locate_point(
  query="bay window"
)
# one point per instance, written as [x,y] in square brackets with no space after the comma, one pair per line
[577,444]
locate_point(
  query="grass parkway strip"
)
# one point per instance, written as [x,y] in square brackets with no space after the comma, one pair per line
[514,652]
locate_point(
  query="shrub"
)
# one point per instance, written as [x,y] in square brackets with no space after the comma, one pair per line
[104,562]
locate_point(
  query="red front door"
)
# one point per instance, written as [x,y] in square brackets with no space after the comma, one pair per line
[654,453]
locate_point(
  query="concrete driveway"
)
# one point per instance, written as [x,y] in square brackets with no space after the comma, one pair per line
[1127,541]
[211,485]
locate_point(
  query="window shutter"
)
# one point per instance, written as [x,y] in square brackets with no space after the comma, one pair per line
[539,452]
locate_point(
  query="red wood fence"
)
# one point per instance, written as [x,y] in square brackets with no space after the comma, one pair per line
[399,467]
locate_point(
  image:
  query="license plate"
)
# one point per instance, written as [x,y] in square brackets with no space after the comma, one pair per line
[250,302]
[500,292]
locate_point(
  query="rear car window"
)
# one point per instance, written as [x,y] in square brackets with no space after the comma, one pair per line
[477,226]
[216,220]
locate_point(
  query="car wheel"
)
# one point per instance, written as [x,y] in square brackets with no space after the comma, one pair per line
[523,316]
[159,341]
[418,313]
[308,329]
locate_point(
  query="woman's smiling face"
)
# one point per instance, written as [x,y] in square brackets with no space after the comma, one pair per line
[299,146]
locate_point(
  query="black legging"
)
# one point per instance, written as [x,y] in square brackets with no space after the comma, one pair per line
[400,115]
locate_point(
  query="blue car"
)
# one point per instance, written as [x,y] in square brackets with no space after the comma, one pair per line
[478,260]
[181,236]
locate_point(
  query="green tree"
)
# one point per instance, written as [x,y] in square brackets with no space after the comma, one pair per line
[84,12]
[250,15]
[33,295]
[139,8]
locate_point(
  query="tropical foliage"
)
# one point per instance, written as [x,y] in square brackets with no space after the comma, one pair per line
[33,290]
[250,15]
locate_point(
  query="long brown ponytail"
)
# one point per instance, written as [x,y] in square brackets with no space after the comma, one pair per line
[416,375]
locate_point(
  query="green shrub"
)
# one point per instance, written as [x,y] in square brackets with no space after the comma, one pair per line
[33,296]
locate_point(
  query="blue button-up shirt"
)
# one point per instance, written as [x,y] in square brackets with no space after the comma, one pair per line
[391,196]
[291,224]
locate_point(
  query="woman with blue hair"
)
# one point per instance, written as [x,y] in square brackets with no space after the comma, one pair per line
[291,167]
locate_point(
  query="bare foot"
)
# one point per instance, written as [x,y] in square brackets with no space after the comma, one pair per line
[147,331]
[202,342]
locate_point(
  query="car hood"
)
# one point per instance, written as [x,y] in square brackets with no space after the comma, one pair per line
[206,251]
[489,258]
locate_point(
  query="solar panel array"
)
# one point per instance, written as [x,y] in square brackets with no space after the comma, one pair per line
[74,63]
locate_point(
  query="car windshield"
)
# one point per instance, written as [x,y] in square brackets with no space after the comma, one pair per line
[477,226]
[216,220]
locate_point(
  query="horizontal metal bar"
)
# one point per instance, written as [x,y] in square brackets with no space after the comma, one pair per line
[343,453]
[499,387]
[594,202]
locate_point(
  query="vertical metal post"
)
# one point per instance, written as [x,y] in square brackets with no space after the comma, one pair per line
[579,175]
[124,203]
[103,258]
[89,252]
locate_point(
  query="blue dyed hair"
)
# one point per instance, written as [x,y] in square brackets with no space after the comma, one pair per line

┄┄┄┄┄┄

:: What the task asks ::
Reproduce all the entries above. Match them exactly.

:: Exercise result ::
locate_point(
  query="bay window"
)
# one point per instance, written as [x,y] in square brackets with no space after the comma, one pair per line
[577,444]
locate_point(
  query="grass parkway strip"
)
# one point per instance, written as [x,y] in square brackets with no space after the comma, one pair per line
[514,652]
locate_point(
  query="shrub"
)
# one point per instance, written as [x,y] in square brackets with no space after the comma, one pair per line
[104,562]
locate_point(
  query="red front door"
)
# one point per instance, written as [x,y] in square brackets with no space after the comma, one pair per line
[654,453]
locate_point(
  query="concrete driveway"
)
# one point per instance, written as [x,y] in square brackets with no space after the comma, one pair per line
[1127,541]
[211,485]
locate_point(
  query="window shutter"
)
# one point per instance, written as [x,y] in square brackets with no space after the comma, one pair per line
[539,452]
locate_point(
  query="red wood fence"
)
# one point per instance, written as [x,y] in square brackets with no space after the comma, one pair per line
[399,467]
locate_point(
  image:
  query="license plate"
)
# one point per instance, written as [x,y] in square brackets with no space after the comma, one pair per line
[250,302]
[500,292]
locate_point(
  query="rear car window"
)
# one point per instance, written as [x,y] in square brackets with no space after the comma, one pair per line
[477,226]
[216,220]
locate_point(
  query="car wheel"
)
# one point per instance, written as [x,y] in square brackets with no space after the comma, one pair per line
[523,316]
[159,341]
[418,313]
[308,329]
locate_point(
  query="woman's smiling face"
)
# one point per instance, written as [x,y] in square brackets with no space after the comma, one pair per line
[299,146]
locate_point(
  query="black legging"
)
# one point per instance, written as [x,y] in square brackets with no space after the comma, one pair per line
[400,115]
locate_point(
  query="blue car"
)
# one point per instance, written as [x,y] in square brackets with no space after the comma, one pair per line
[478,260]
[181,236]
locate_point(
  query="green tree"
)
# one point per instance, written as [x,y] in square brackets with no space after the comma, one pair per line
[84,12]
[250,15]
[33,295]
[139,8]
locate_point(
  query="tropical foliage"
)
# one point per instance, written as [x,y] in square brackets with no space after the comma, one pair per line
[33,290]
[250,15]
locate_point(
  query="long brown ponytail"
)
# one point per instance, written as [x,y] in square brackets with no space after the comma, one pair per line
[416,375]
locate_point(
  query="green shrub"
)
# one point per instance, written as [x,y] in square brackets with no space after the comma, one pair per line
[33,296]
locate_point(
  query="blue button-up shirt"
)
# one point per instance, written as [x,y] in square brackets with no space after the comma, one pair per line
[391,196]
[291,224]
locate_point(
  query="woman with blue hair"
)
# one point per instance, written as [x,y] in square brackets with no space after the comma, one pair per line
[291,167]
locate_point(
  query="bare foot"
)
# one point per instance, written as [x,y] in square brackets with no space after the comma, one pair per line
[147,331]
[202,342]
locate_point(
  query="car hood"
)
# one point per instance, written as [x,y] in square brackets with no space after the comma, one pair per line
[206,251]
[489,258]
locate_point(
  query="solar panel array"
)
# one point per instance, written as [x,y] in square brackets with no space after the comma, one pair per line
[74,63]
locate_point(
  query="car windshield"
)
# one point per instance, written as [x,y] in square brackets with no space after the comma, one pair per line
[477,226]
[216,220]
locate_point(
  query="horizontal metal bar"
)
# one point per instance, written as [x,y] in square brackets with no space after the comma, one pair per line
[343,453]
[499,387]
[594,202]
locate_point(
  query="vertical metal post"
)
# one point per instance, written as [x,y] in square brackets with no space after the comma, one pair per line
[579,175]
[124,203]
[103,258]
[89,252]
locate_point(
  query="blue dyed hair"
)
# one point per instance, written as [x,y] in square brackets with no space after the comma, one pair per line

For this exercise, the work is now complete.